## Start Selected passage

On 26 April 1937, during the Spanish Civil War, a swarm of fighter planes attacked the Basque town of Guernica, killing hundreds of civilians. The town was an important strategic center for the Republican forces, who were fighting against the Nationalist forces, the ultimate victors, led by General Franco. Guernica was the traditional meeting place for a Basque governmental body, but it was also the last defensible town for the Republicans, standing between Franco’s forces and the Basque capital, Bilbao.
Franco’s Nationalists were aided by German and Italian Fascists, and it was planes of the Italian Fascist Aviazione Legionaria and the German Luftwaffe Condor Legion that provided the aerial assault ahead of Franco’s infantry, in an attack that was called Operation Rügen. In terms of military history, this was an important strike because the target was not military. It was, rather, a terror bombing assault on civilians, with no military presence in the town. The world looked upon the action with horror, recognizing that innocent civilians would not be exempt from war. It provided a frightening foretaste of the Second World War, showing that the Fascists, particularly the Luftwaffe, had no scruples about killing civilians. The attackers even chose Monday, the local market day, for the strike, to maximize potential civilian casualties.
Picasso created this monumental work, considered by many to be his greatest painting, for the Exposition Internationale des Arts et Techniques dans la Vie Moderne at the Paris International Exposition, part of the 1937 World's Fair in Paris. The painting was then sent on a brief world tour, displayed in Scandinavia, London, and New York. It helped to raise international awareness of the Spanish Civil War, and in the process spread Picasso’s fame.
The chaotic nature of the scene depicted can make it difficult to pick out specific figures. The chaos is intentional, and wonderfully evokes the horror and disarray of the attack by disorienting the viewer into sympathy with the victims. The scene is a room that is open at the left side. Animals and people are involved in the commotion, and it is often difficult to distinguish one from the other. A horse has fallen, after being harpooned with a spear, and a bull stands beside a weeping mother and her dead child. Some details of interest to note include: tongues replaced by daggers, a bull’s tail transforming into smoking flame, the severed arm of a soldier still holding a sword that sprouts flower petals, a wound in the open palm of the dead soldier (referencing the stigmata), and a light bulb that resembles the Evil Eye, a gypsy curse. There are two images hidden within the body of the fallen horse: a human skull that may be seen in the horse’s body, and a bull’s head, ready to gore the horse’s belly (the bull’s head is formed by the horse’s front leg, with its knee on the ground—the knee cap forms the nose on this hidden bull’s head, while the bull’s horn is formed within the horse’s breast).

## End Selected passage

— Problems and tasks —
- A) In the Guernica passage, what name was given to the attack?
- B) Reproduce word for word the section of the Guernica passage that opens with the words containing "Picasso created this" and closes with "spread Picasso’s fame.".
- C) Carry the Guernica passage further, picking up after its final sentence.

## Start Material supplied

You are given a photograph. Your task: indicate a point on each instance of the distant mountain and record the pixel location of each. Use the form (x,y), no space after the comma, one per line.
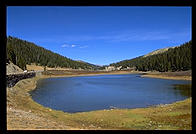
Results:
(159,51)
(22,52)
(169,59)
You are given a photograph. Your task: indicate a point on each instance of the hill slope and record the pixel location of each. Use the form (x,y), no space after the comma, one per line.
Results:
(174,59)
(12,69)
(22,52)
(159,51)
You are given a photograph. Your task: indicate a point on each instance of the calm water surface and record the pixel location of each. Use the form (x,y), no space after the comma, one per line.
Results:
(87,93)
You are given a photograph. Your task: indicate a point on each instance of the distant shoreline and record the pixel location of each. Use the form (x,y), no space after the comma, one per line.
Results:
(22,109)
(183,75)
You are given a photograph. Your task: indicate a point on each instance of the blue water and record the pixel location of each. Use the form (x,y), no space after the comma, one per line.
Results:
(87,93)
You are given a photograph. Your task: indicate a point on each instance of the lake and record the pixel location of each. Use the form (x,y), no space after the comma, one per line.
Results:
(89,93)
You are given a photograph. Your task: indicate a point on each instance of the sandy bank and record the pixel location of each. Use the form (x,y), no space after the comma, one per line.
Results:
(24,113)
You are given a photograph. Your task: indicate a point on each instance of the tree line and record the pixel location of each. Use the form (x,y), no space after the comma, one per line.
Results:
(22,52)
(175,59)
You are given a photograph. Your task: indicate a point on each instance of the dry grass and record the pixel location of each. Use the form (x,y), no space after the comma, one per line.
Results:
(24,113)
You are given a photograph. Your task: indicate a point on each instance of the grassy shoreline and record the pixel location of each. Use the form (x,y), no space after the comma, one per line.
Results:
(24,113)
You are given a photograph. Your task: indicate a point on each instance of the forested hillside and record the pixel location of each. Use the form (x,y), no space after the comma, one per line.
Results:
(22,52)
(175,59)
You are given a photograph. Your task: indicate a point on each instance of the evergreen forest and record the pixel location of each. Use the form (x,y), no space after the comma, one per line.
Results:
(22,52)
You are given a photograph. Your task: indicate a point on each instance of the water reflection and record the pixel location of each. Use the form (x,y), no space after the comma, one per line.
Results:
(183,89)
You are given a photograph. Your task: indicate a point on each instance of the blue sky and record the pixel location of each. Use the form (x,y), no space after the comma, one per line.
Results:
(101,35)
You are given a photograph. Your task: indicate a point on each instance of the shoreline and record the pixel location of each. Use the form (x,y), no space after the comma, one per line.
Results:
(54,118)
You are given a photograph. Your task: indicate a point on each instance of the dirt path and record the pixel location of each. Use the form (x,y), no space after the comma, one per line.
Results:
(23,113)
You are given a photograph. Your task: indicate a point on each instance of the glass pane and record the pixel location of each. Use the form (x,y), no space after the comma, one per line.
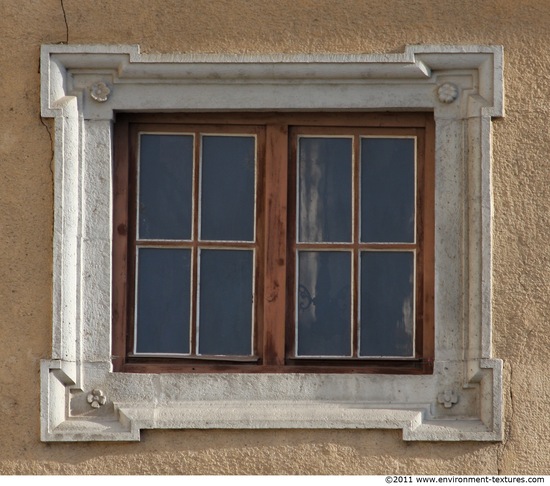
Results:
(165,186)
(323,303)
(227,188)
(225,302)
(387,304)
(324,189)
(163,300)
(387,189)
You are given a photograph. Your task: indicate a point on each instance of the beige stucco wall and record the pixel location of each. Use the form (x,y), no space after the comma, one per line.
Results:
(521,178)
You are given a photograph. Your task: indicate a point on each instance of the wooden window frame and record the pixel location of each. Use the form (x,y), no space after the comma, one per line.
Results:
(275,259)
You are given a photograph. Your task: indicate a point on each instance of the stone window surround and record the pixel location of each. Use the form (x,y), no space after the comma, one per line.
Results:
(82,89)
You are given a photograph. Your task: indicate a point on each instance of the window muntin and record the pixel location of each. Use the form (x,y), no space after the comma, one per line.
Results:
(355,283)
(346,345)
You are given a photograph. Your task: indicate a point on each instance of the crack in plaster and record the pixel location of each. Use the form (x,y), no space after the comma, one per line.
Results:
(51,146)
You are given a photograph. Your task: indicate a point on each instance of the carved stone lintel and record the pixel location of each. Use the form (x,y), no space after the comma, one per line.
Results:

## End Material supplied

— The answers —
- A) Operation Rügen.

- B)
Picasso created this monumental work, considered by many to be his greatest painting, for the Exposition Internationale des Arts et Techniques dans la Vie Moderne at the Paris International Exposition, part of the 1937 World's Fair in Paris. The painting was then sent on a brief world tour, displayed in Scandinavia, London, and New York. It helped to raise international awareness of the Spanish Civil War, and in the process spread Picasso’s fame.

- C)
Art historians love to seek interpretations in art that may or may not have existed in the initial concept of the artists. For instance, much has been written about the symbolism of horses and bulls in Spanish culture (referencing bull fighting, for instance), and about Picasso’s tendency to use the Minotaur (half man, half bull) as a sexual symbol. When asked about the symbolism, Picasso said, "...this bull is a bull and this horse is a horse... If you give a meaning to certain things in my paintings it may be very true, but it is not my idea to give this meaning. What ideas and conclusions you have got, I obtained too, but instinctively, unconsciously. I make the painting for the painting. I paint the objects for what they are." That sums up nicely the general approach to finding symbolism in 20th century art. It might be there, it might not. Your personal interpretation is what counts, what you the individual viewer feel the work is about. In this painting, over-interest in symbolic meaning can miss the point. The overall feeling of horror and chaos is more important than what the component parts symbolize.
Picasso shifted through a number of stylistic periods, his work growing ever more abstract. His concept of Cubism, in which naturalistic images (such as still-lifes or portraits) are broken up into constituent basic geometric forms that are then shuffled like a dropped deck of cards, later shifted into putty-like shapes and bodies, without weight, with elastic boundaries that could be altered and twisted at Picasso’s will. The goal was to create a work more dynamic, absorbing, and inspiring of wonder than any realistic painting could achieve. For this work, a realistic image of the bombing of the town of Guernica, with corpses and screams in the night, would likely have felt melodramatic, saccharine, difficult to look at. It might have been Romanticized or it might have been so gritty that our reaction would be to shut down our ability to sympathize, as a defense mechanism.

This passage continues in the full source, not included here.